* [Passage provided]:
Last week I wrote a piece called ‘The case against FPTP’ which was a deliberately misleading title, because many people would have, wrongly, assumed, that I was making the case for proportional representation (PR), which I wasn’t. I expected people to be critical of me for not jumping on the PR bandwagon which has been steadily building up a head of steam in left circles.

Most critical responses to the piece were variations of the FPTP vs PR theme. Essentially, advocates of PR assumed that if I didn’t support PR I was clearly advocating for FPTP. A point I tried to address last week when I said that the case for PR could pretty much be reduced to “FPTP – bad, therefore PR – good”. But, as I also pointed out FPTP and PR are from the same family – representative democracy. A debate about the relative merits of each misses the point. If we narrow the debate to how best to select ‘our’ reps, we still end up with the same, or very much the same, reps. The fact is, and this becomes clearer by the day, it is the entire political class that is letting us down and given the high levels of dissatisfaction across the political system, it is clear that this phenomena is pan-National and regardless of which system to choose them is used. In short, the majority of people, the majority of the time feel disenfranchised by the political systems they live under.

Shifting the democratic paradigm

As socialists, I’m happy to be read by liberals, or even Tories, but I am clear I am writing for those who self-identify as socialists first and foremost. But, as socialists we need to stop being so timid in our views. More importantly, with “democracy” absorbing so much of our energy, we need to promote a paradigm shift in democratic theory. That means understanding that the poor quality of political representation we endure is not a moral failure of our reps – though to be fair, it’s often that as well – but is a side effect of the system itself. People enter public office very often with good intentions but the systems they are working within are designed to thwart those intentions. Of course, in theory, we could elect 650 socialists to Westminster and, in theory (putting aside the House of Lords for a moment) those socialists could abolish the House of Commons and replace it with workers councils or some other form of decision-making forum. My point though is that the tendency is for parliament to change those who enter it, more than they change parliament. Though to be fair, the Labour women who entered in 1997 did manage to get rid of the House of Commons barber and replace him with a hairdresser instead. Or to be precise, they changed a male hairdressers into a unisex one.

Nicholas Dickinson, an academic, makes the following observation in a paper aimed at reforming, not abolishing, the British Parliament: “experienced from the point of view of a new member, entering a new institution presents the problem of adapting to a predetermined role while retaining a sense of the purpose for which one joined. Parliaments face these problems in a particularly acute form, with new members entering in large groups at a time of maximum institutional disruption around elections. Most of these new members have little or no previous experience as legislators at a national level, but frequently do possess a strong sense of mission and a desire to make change.” His conclusion that new MPs are socialised by their party in order to “change behaviour in ways relevant to party loyalty,” is interesting for it is strongly suggestive that even an independent minded MP is likely to succumb to pressure from the whips to conform.

* [Required work]:
From the piece on voting systems, list every political group the writer names as a possible reader in the section under "Shifting the democratic paradigm".

* [Data]:
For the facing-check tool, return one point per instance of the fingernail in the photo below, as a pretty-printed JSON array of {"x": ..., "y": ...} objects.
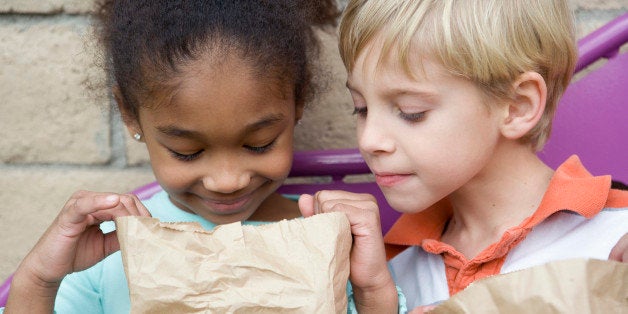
[{"x": 112, "y": 198}]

* [Exercise result]:
Socialists, liberals, Tories